Entries contained in a dataset:

-- BEGIN --

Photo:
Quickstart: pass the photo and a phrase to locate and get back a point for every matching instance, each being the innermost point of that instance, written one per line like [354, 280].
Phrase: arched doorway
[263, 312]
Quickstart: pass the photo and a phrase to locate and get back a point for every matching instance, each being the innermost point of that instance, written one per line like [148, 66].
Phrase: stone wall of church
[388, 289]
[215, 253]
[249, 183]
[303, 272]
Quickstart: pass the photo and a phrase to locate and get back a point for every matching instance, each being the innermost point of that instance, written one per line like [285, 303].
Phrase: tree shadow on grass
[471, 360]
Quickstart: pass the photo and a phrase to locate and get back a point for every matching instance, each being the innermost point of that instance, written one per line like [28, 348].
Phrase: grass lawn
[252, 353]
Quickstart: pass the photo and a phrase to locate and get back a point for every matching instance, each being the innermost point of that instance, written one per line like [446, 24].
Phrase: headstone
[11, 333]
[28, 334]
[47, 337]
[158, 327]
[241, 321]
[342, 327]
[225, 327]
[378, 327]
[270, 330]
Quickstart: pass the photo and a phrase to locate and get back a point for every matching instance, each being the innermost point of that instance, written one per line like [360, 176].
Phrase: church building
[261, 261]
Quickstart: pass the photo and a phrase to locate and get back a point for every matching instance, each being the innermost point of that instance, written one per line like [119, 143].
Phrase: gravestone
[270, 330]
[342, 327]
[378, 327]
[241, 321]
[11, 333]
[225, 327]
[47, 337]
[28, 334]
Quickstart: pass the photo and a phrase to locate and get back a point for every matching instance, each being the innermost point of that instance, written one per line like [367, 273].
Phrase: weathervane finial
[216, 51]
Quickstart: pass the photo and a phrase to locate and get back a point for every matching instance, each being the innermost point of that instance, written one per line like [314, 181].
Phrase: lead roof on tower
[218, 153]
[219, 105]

-- END --

» Request: Please update the entries above by replacing every instance of "innermost point" with "central point", leaving everything else unchanged.

» Result of this task:
Photo:
Quickstart: pass the photo and a phrase to locate and get back a point for every matching instance, each being the central point of that instance, written one per line like [354, 280].
Phrase: arched doorway
[263, 312]
Quickstart: pass the photo and a phrase to locate and get back a point for every matching instance, each being the central point of that instance, written one per line like [148, 66].
Phrase: stone wall of church
[388, 289]
[215, 253]
[249, 183]
[303, 272]
Quickstart: pass the photo and a phrase to locate and get back a point for every matching instance, each being the central point of that instance, written one per line like [285, 303].
Phrase: tree shadow on grass
[471, 360]
Quickstart: pass the photo and a phrase to locate and get back a point for every matching instance, each being the central point of that instance, written one per line like [28, 348].
Phrase: grass lawn
[252, 353]
Quickstart: pass the photo and a phrase to locate and get back a point for every matching instance, each being the central point of that instance, written one per line like [446, 24].
Phrase: headstone
[11, 333]
[28, 334]
[47, 337]
[158, 327]
[241, 321]
[342, 327]
[225, 327]
[378, 327]
[270, 330]
Quickstart: pass the photo and a phrase to locate and get back a point for every matching instance, each being the central point of that instance, written one per line like [360, 176].
Phrase: church building
[261, 261]
Quickstart: pass the photo and a phrase to locate and get back a point for every matching instance, each being the central point of that instance, written one per line like [119, 143].
Phrase: gravestone
[270, 330]
[342, 327]
[378, 327]
[241, 321]
[11, 333]
[225, 327]
[47, 337]
[28, 334]
Quickstart: pass the photo and a phrase to locate and get back a point for every matching instance, each being the central point of that instance, written one per line like [367, 273].
Phrase: weathervane finial
[216, 51]
Quickstart: pass the photo and a phrase to locate and get back a point for every matching instance, each being the central point of that instance, written one per line like [314, 181].
Phrase: lead roof on tower
[218, 153]
[219, 105]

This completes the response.